## Work to complete:
Only the run of lines from the one containing "If you could mark the man standing" through the last line should be returned, exactly as written.

## Dataset rows:
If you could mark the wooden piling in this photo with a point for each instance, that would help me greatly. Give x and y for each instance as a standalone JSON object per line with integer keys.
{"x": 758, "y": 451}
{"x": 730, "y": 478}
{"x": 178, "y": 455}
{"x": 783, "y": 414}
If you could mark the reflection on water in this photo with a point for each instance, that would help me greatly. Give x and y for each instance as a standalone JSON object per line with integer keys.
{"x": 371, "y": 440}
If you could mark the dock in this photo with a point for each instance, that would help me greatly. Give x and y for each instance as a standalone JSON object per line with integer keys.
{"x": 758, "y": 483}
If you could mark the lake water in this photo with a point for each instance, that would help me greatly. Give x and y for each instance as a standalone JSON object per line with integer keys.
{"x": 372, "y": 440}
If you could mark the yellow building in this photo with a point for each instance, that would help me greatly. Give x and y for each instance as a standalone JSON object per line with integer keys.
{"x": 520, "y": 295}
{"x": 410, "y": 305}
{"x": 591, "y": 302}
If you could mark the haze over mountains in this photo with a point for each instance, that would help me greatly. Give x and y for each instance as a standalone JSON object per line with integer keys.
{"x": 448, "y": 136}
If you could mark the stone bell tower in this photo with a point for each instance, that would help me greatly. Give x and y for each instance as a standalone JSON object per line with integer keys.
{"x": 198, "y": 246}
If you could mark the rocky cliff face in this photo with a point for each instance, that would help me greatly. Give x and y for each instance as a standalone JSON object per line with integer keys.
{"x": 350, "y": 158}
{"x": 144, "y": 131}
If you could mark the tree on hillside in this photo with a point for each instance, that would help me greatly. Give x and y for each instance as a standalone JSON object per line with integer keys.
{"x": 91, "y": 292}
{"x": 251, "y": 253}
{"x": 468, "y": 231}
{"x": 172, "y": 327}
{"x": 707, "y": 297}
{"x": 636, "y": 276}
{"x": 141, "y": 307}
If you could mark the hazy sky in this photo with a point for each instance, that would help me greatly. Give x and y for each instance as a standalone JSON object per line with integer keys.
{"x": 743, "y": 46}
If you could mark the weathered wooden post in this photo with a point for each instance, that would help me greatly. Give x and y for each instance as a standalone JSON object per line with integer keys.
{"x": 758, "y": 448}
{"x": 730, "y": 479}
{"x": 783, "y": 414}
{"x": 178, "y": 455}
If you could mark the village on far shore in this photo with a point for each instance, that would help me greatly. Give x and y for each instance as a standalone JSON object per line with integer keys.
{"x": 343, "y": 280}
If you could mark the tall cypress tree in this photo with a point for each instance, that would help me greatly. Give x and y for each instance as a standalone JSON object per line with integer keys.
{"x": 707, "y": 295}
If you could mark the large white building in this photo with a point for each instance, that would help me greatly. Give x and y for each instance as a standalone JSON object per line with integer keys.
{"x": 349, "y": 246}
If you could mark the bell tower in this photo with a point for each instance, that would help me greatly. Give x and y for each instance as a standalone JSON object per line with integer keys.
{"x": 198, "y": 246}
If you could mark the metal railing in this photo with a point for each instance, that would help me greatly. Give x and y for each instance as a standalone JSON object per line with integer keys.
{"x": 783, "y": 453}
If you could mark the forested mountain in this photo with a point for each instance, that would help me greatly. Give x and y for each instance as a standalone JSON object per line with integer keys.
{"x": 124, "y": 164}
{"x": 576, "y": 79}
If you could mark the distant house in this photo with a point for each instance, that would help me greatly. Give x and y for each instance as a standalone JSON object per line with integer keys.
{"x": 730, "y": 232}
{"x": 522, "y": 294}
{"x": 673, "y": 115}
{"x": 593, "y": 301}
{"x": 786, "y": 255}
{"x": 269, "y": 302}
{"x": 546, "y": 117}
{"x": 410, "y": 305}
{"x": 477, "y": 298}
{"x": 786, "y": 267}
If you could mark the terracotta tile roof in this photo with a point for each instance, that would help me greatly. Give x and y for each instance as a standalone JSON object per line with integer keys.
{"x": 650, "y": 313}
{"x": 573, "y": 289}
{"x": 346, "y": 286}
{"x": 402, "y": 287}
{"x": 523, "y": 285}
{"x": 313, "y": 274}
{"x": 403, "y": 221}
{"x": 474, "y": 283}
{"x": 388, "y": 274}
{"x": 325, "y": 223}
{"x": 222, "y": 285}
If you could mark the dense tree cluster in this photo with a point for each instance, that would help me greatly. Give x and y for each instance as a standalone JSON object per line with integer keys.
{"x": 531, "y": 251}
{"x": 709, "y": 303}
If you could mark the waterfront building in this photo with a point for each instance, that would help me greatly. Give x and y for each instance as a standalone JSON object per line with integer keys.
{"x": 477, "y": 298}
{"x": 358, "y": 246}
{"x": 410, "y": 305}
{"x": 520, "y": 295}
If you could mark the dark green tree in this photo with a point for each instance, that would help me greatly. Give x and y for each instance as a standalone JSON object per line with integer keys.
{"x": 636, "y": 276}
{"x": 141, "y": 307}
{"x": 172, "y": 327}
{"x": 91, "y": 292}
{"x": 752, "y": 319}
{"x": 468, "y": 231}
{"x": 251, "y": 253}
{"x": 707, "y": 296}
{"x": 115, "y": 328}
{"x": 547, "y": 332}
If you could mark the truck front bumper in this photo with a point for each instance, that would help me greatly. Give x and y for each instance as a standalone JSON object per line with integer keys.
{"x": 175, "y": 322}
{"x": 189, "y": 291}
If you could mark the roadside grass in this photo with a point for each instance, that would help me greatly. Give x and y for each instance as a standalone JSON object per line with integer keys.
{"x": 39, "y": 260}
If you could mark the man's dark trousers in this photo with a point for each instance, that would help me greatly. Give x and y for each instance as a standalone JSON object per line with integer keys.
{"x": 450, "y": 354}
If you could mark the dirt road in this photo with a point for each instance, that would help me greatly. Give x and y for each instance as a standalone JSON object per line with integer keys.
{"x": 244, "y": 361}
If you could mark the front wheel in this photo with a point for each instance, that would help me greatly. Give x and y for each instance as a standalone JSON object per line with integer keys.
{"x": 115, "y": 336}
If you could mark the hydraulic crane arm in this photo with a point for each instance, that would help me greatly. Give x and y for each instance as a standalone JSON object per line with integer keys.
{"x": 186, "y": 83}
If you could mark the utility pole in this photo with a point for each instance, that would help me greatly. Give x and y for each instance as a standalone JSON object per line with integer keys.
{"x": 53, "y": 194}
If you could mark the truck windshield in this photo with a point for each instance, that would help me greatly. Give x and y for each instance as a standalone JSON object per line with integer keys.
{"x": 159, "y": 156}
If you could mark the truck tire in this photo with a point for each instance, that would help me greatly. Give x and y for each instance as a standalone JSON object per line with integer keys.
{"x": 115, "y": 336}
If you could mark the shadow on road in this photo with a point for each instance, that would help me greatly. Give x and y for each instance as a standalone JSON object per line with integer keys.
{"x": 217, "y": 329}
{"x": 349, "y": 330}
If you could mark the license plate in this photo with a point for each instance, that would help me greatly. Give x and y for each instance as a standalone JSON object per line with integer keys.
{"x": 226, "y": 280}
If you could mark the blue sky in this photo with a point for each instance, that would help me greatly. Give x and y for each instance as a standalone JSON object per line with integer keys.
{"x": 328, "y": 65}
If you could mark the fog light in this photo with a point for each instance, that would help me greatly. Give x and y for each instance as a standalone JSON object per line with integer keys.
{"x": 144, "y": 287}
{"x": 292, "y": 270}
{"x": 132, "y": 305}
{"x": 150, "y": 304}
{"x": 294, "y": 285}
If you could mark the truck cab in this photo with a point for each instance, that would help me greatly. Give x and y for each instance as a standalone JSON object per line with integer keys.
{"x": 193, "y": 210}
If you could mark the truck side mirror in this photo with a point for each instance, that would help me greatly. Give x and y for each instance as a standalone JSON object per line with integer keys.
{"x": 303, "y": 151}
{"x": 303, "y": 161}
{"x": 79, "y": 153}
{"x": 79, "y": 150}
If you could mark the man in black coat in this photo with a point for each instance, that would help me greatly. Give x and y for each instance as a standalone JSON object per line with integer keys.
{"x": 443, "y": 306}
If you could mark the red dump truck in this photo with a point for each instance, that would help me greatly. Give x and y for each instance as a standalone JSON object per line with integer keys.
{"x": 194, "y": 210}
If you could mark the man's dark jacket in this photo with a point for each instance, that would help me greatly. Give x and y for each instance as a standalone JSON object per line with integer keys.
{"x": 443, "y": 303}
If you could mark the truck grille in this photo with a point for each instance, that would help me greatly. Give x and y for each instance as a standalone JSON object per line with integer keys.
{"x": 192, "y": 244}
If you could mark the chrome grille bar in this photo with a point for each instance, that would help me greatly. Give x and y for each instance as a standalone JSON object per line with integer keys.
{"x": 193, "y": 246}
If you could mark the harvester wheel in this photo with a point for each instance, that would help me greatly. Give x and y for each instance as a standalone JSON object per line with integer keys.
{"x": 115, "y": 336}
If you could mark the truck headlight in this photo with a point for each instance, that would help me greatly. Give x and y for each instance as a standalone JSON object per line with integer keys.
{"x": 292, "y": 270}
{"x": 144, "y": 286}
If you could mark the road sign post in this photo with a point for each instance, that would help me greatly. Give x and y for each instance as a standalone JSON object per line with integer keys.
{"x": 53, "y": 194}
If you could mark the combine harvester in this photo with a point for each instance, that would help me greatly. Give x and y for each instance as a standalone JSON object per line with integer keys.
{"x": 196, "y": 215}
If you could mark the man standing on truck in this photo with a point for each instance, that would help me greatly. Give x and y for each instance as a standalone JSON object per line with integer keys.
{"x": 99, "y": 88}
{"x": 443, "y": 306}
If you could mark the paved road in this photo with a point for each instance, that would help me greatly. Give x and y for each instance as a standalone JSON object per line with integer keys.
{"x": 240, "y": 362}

## Output below:
If you could mark the man standing on truck in this photo with a point for each instance, that would help me greatly. Give x and y for each instance as a standalone JSON object per line with integer keys.
{"x": 99, "y": 88}
{"x": 443, "y": 306}
If you could mark the paved road in this photo with a point for each instance, that would help me greatly. Give x and y for each instance as a standalone JSON object per line with integer keys.
{"x": 240, "y": 362}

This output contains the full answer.